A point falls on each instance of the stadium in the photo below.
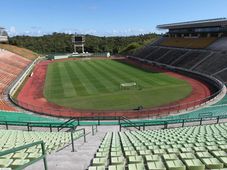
(162, 107)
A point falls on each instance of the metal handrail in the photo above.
(43, 156)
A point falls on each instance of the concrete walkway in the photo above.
(81, 158)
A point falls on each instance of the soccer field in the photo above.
(95, 84)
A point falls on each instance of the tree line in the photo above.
(62, 43)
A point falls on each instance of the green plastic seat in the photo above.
(155, 166)
(116, 154)
(186, 150)
(138, 166)
(130, 153)
(4, 163)
(99, 161)
(219, 153)
(117, 161)
(212, 163)
(34, 155)
(170, 157)
(152, 158)
(175, 165)
(223, 160)
(96, 168)
(173, 150)
(145, 152)
(159, 151)
(102, 154)
(116, 167)
(135, 159)
(18, 162)
(194, 164)
(186, 156)
(204, 155)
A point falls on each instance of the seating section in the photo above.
(172, 56)
(23, 117)
(213, 64)
(191, 58)
(191, 148)
(207, 62)
(12, 138)
(188, 42)
(157, 54)
(11, 65)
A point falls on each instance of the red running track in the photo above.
(31, 97)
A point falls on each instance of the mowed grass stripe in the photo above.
(158, 78)
(124, 74)
(115, 81)
(91, 89)
(110, 84)
(113, 75)
(84, 74)
(77, 84)
(112, 70)
(146, 77)
(53, 79)
(66, 82)
(92, 77)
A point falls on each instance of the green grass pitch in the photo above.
(95, 84)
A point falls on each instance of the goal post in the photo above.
(127, 86)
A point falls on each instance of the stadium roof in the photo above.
(195, 24)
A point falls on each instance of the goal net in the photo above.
(127, 86)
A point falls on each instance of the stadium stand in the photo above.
(188, 42)
(14, 138)
(173, 149)
(191, 59)
(213, 64)
(219, 45)
(172, 56)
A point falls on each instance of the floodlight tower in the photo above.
(78, 42)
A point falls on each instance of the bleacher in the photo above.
(10, 139)
(191, 148)
(11, 65)
(213, 64)
(191, 59)
(171, 56)
(197, 43)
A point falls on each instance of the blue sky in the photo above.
(102, 17)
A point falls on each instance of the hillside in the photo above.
(62, 43)
(20, 51)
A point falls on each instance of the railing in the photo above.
(43, 156)
(30, 124)
(72, 137)
(167, 122)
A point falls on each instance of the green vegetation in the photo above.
(62, 43)
(95, 84)
(20, 51)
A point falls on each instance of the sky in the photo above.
(102, 17)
::::
The copy you give must repeat each record character for character, but it must not include the pictures.

A point falls on each instance of the stadium in the photo below.
(162, 107)
A point falls on each instance of the metal handrail in the photo above.
(43, 156)
A point falls on each instance of the concrete walkway in the photo above.
(81, 158)
A point falls on each instance of the soccer field in the photo above.
(95, 84)
A point falls on each instance of the tree line in the photo above.
(62, 43)
A point falls on each instance of the green plastic seat in the photo above.
(155, 166)
(116, 154)
(186, 150)
(138, 166)
(130, 153)
(4, 163)
(99, 161)
(219, 153)
(117, 161)
(212, 163)
(34, 155)
(170, 157)
(152, 158)
(175, 165)
(223, 160)
(96, 168)
(173, 150)
(145, 152)
(159, 151)
(102, 154)
(116, 167)
(135, 159)
(18, 162)
(194, 164)
(186, 156)
(204, 155)
A point falls on each instance of the seating section in the photo above.
(172, 56)
(23, 117)
(213, 64)
(191, 58)
(191, 148)
(207, 62)
(12, 138)
(188, 42)
(157, 54)
(11, 65)
A point falls on each instance of the red running track in the photo above.
(31, 97)
A point falls on each instance of the mowed grass stripe in the photo above.
(158, 78)
(124, 74)
(115, 81)
(91, 89)
(110, 84)
(113, 75)
(84, 74)
(77, 84)
(112, 70)
(146, 77)
(53, 79)
(66, 82)
(92, 77)
A point falls on each instance of the green grass pitch in the photo above.
(95, 84)
A point falls on each instance of the goal post in the photo above.
(127, 86)
A point falls on each instance of the stadium roof in the photo above.
(195, 24)
A point falls on each instance of the goal net in the photo above.
(127, 86)
A point falls on each instance of the stadium stand in the photo above.
(188, 42)
(14, 138)
(173, 149)
(191, 59)
(213, 64)
(219, 45)
(172, 56)
A point falls on each instance of the floodlight tower in the photo above.
(78, 42)
A point falls on each instance of the bleacher in the photo above.
(10, 139)
(191, 148)
(11, 65)
(213, 64)
(191, 59)
(171, 56)
(197, 43)
A point falls on each instance of the blue sky in the photo above.
(102, 17)
A point falls on each instance of the hillside in the photo above.
(62, 43)
(20, 51)
A point falls on each instance of the railing in the photo above.
(43, 156)
(30, 124)
(72, 137)
(167, 122)
A point falls on each instance of the green vegetation in the photo above.
(62, 43)
(95, 84)
(20, 51)
A point falls on each instance of the sky in the photo above.
(102, 17)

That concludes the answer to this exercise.